What this task involves: Pull out the items below that start at the line containing "instances of glass" and end at the line containing "[173,86,460,584]", and reproduce those lines word for word with both end lines included.

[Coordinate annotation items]
********
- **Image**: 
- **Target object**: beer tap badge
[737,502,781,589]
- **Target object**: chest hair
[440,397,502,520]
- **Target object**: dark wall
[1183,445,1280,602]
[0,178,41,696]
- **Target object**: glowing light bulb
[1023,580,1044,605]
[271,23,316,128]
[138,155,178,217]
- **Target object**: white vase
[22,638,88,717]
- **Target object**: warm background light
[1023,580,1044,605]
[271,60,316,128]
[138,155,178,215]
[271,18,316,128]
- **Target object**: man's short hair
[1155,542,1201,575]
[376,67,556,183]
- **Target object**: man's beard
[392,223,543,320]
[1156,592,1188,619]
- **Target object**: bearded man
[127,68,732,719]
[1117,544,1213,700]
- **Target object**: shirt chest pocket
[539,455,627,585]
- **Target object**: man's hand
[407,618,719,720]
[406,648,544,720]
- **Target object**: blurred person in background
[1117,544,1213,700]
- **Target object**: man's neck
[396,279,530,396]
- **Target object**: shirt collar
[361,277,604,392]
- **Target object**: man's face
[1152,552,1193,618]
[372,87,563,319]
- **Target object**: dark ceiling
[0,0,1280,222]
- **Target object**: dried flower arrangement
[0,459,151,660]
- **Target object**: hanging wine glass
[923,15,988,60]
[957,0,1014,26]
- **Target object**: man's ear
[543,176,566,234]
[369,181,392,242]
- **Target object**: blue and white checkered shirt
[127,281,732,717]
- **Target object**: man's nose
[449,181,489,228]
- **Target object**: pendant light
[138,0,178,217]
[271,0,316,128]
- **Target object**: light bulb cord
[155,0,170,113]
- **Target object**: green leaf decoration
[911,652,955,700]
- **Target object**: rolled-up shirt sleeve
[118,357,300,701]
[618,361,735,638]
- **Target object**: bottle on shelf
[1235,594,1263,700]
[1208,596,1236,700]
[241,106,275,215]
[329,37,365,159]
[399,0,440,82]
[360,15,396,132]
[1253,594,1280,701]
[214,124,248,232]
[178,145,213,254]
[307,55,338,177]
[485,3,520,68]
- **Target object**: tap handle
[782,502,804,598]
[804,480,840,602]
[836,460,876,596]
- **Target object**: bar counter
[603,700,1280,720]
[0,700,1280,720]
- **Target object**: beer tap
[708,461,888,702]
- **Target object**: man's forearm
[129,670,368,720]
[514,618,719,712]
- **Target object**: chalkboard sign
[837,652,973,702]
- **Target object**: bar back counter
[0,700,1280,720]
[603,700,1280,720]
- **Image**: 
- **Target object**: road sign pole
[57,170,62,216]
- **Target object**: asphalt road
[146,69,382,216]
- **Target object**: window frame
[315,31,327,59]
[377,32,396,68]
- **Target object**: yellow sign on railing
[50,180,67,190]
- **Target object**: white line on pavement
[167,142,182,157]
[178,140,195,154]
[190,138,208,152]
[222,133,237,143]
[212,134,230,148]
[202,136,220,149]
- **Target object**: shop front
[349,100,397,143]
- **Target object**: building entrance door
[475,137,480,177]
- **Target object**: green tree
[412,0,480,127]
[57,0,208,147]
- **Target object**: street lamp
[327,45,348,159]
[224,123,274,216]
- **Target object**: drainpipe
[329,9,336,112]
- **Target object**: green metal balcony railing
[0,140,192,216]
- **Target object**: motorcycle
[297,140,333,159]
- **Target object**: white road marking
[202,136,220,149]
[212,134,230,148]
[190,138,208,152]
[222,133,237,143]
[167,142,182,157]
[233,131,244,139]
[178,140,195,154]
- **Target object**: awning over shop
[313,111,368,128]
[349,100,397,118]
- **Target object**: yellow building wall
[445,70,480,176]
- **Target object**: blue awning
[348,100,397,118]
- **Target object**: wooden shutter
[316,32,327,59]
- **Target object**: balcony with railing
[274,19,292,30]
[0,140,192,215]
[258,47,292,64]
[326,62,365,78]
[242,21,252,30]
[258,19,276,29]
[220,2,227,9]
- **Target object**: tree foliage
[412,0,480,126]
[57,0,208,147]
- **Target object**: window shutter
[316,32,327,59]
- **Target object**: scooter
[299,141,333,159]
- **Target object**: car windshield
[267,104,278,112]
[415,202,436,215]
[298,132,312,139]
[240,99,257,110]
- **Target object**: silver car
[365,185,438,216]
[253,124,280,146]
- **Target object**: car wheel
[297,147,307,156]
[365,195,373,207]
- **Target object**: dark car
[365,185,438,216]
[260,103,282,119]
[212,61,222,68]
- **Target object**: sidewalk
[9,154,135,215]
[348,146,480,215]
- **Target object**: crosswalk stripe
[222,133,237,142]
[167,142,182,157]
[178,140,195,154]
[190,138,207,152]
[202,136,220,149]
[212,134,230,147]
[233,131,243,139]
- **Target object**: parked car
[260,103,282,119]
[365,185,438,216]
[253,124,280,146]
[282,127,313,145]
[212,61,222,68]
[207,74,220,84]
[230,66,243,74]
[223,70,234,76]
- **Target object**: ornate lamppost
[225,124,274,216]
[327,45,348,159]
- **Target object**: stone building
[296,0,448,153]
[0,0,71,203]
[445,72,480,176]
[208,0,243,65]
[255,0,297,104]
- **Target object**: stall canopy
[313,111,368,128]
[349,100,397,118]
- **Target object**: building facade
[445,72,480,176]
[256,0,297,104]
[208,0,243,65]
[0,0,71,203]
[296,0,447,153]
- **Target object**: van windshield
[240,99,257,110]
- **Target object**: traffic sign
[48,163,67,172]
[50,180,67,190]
********
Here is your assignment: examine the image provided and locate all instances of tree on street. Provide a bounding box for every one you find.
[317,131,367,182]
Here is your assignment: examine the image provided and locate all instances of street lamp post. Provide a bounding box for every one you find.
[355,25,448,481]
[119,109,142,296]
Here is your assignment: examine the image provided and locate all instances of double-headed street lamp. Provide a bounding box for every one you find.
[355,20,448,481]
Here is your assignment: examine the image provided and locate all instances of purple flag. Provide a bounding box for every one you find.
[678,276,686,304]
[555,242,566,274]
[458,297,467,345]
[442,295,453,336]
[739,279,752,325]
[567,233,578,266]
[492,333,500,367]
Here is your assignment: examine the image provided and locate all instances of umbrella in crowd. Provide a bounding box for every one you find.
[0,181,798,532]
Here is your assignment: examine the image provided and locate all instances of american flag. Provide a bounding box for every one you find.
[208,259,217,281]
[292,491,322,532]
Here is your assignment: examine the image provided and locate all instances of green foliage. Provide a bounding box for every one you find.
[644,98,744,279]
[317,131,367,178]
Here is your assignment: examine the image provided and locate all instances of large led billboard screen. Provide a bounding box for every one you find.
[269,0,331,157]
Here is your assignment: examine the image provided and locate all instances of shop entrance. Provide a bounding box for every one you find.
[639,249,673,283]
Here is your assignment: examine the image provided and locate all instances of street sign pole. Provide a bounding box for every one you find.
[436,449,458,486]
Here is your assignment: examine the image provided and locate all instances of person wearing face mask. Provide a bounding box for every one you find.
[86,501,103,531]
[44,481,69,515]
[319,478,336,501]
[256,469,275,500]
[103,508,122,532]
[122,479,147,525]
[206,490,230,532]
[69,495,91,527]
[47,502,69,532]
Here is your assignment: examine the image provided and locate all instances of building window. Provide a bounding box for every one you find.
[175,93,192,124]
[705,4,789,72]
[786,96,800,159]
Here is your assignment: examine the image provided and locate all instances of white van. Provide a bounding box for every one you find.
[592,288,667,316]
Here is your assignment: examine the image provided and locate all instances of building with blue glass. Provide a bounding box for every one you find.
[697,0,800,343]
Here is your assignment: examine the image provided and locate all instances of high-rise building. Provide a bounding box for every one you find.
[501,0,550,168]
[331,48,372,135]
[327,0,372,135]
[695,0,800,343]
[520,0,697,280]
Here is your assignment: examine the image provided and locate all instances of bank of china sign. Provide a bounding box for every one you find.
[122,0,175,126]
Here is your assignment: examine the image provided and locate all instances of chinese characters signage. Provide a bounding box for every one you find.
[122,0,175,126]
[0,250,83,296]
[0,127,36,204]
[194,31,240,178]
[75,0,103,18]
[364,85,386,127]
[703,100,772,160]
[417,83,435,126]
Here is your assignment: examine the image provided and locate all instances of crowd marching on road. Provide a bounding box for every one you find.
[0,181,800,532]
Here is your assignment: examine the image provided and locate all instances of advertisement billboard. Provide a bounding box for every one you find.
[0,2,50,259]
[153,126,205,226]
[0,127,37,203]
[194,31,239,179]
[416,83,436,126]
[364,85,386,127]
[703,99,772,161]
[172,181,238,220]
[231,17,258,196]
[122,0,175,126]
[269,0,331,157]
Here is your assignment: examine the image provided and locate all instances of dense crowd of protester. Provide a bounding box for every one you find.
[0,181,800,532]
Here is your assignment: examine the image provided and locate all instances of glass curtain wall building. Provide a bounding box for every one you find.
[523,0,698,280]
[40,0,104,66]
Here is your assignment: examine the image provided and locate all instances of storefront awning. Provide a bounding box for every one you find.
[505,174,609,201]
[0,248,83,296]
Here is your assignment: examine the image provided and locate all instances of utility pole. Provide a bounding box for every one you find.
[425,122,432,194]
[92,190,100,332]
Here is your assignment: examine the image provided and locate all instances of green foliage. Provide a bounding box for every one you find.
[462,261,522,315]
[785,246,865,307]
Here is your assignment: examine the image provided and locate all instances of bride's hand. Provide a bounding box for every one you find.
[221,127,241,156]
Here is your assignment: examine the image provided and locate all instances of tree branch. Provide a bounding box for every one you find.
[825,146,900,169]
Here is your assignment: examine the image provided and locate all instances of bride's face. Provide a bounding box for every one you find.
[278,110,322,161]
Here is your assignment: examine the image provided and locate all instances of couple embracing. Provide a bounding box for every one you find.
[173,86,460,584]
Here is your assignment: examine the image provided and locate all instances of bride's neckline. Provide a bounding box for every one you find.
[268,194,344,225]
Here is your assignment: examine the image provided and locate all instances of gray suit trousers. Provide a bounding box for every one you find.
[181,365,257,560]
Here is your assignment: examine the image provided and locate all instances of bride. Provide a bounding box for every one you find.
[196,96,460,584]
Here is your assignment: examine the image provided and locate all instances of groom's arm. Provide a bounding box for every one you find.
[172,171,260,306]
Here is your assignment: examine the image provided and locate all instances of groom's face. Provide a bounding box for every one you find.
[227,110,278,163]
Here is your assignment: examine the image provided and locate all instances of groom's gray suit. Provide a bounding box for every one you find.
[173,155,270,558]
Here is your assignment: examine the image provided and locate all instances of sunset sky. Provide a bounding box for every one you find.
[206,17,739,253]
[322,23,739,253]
********
Final result:
Here is your assignment: examine the image provided and locate all instances of glass curtain wall building. Provide a bounding box for every one you find.
[523,0,698,280]
[40,0,104,66]
Here is your assignment: examine the image provided and locate all instances of storefront awning. Provide a bounding box for every one you find.
[505,174,609,201]
[0,248,83,296]
Here is your assignment: examine the image provided and locate all instances of utility pole. Provide a bounding box for every one you find.
[425,122,432,194]
[92,190,100,332]
Here is your assignment: examine the image provided and locate all instances of green foliage. Provide a bounding box for every one you find.
[462,261,522,315]
[785,246,865,307]
Here is your assignment: examine the image provided and locate all instances of bride's hand. Provide a bounding box for every one you find.
[221,127,241,156]
Here is your assignment: examine the image provided and locate all instances of tree branch. Provide a bounding box for every one you find.
[825,146,900,169]
Here is your assignment: examine the image provided and locate all instances of bride's face. Provide a bounding box for every one you find.
[278,110,322,161]
Here is your assignment: examine the image provided and locate all instances of couple embracing. Provide a bounding box for every one you find.
[173,86,460,584]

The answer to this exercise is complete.